--- Fragmento original ---

La economía de mercado tiene costes. La pregunta clave es quién los asume. Aquí se establece una especie de “juego” entre la esfera pública y la privada. Esta última proclama las excelencias del mercado como institución eficiente para la fijación de precios. Pero el Estado acaba por ser una pieza determinante para los que buscan en las ubres públicas lo que ese mercado no les puede ofrecer. Mariana Mazucatto ha escrito un libro aleccionador sobre todo esto (El Estado emprendedor, RBA, Madrid 2011). Una reivindicación clara de la inversión pública como acicate básico que se acaba extendiendo al ámbito privado y, después, a la sociedad. Los triunfadores privados, los emprendedores, han accedido a fondos públicos esenciales para el funcionamiento de sus proyectos. Éstos, al final, han revertido en un beneficio limitado para el conjunto de la población, si bien la imagen que puede tenerse es la contraria. Datos: la capitalización bursátil de las cien empresas más ricas de Silicon Valley representa unos tres billones de dólares. Esto beneficia, sobre todo, a un grupo reducido de managers y altos directivos. En paralelo, según explica en un reciente trabajo Éloi Laurent Nuestras mitologías económicas, El Viejo Topo, Madrid 2017), California se empobrece: colegios y universidades públicas están en retroceso, y la especulación inmobiliaria se ha disparado y ha hecho crecer la pobreza.

---

§ Requisitos de la tarea: Continúa el texto sobre los costes de la economía de mercado a partir de su última frase.

--- Material mostrado ---

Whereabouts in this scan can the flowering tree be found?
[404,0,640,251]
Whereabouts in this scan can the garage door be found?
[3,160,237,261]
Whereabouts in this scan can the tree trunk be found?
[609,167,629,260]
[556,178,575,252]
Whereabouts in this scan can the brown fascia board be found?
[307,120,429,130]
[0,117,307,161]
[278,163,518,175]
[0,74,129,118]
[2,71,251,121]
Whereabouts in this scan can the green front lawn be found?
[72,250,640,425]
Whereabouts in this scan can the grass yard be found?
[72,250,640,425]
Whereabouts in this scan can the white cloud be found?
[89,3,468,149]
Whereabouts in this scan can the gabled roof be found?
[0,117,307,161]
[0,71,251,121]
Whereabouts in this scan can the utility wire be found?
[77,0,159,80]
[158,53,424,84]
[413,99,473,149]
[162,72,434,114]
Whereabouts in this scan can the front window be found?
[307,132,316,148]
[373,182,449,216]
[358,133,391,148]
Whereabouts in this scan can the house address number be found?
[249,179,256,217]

---

§ Ejercicio resuelto:
Estos emprendedores tienen dos señas específicas: los impuestos y el recorte de salarios. La defensa a ultranza de la bajada de impuestos constituye un mantra pretendidamente demostrado por la teoría económica, a saber: reducir impuestos supone dinamizar la economía. A su vez, conceptos básicos como el de competitividad se acaba relacionando, tras la fraseología de rigor que trata de edulcorar la situación, con el control de los salarios. El corolario de esto es la desigualdad. La investigación económica abona esta perspectiva: la concesión del premio Nobel de Economía 2024 a tres historiadores económicos que han investigado sobre las diferentes causas en la disparidad del crecimiento económico, incluyendo la desigualdad como uno de los grandes telones de fondo, subraya la tesis de la inequidad en la distribución de la renta. La inversión pública es clave para revertir todo esto: una función esencial del sector público. Una muestra: la Gran Recesión se superó tras 29 trimestres; la crisis de la COVID, en 7. La causa de tal diferencia: las diferentes políticas económicas implementadas. El peso de la inversión pública.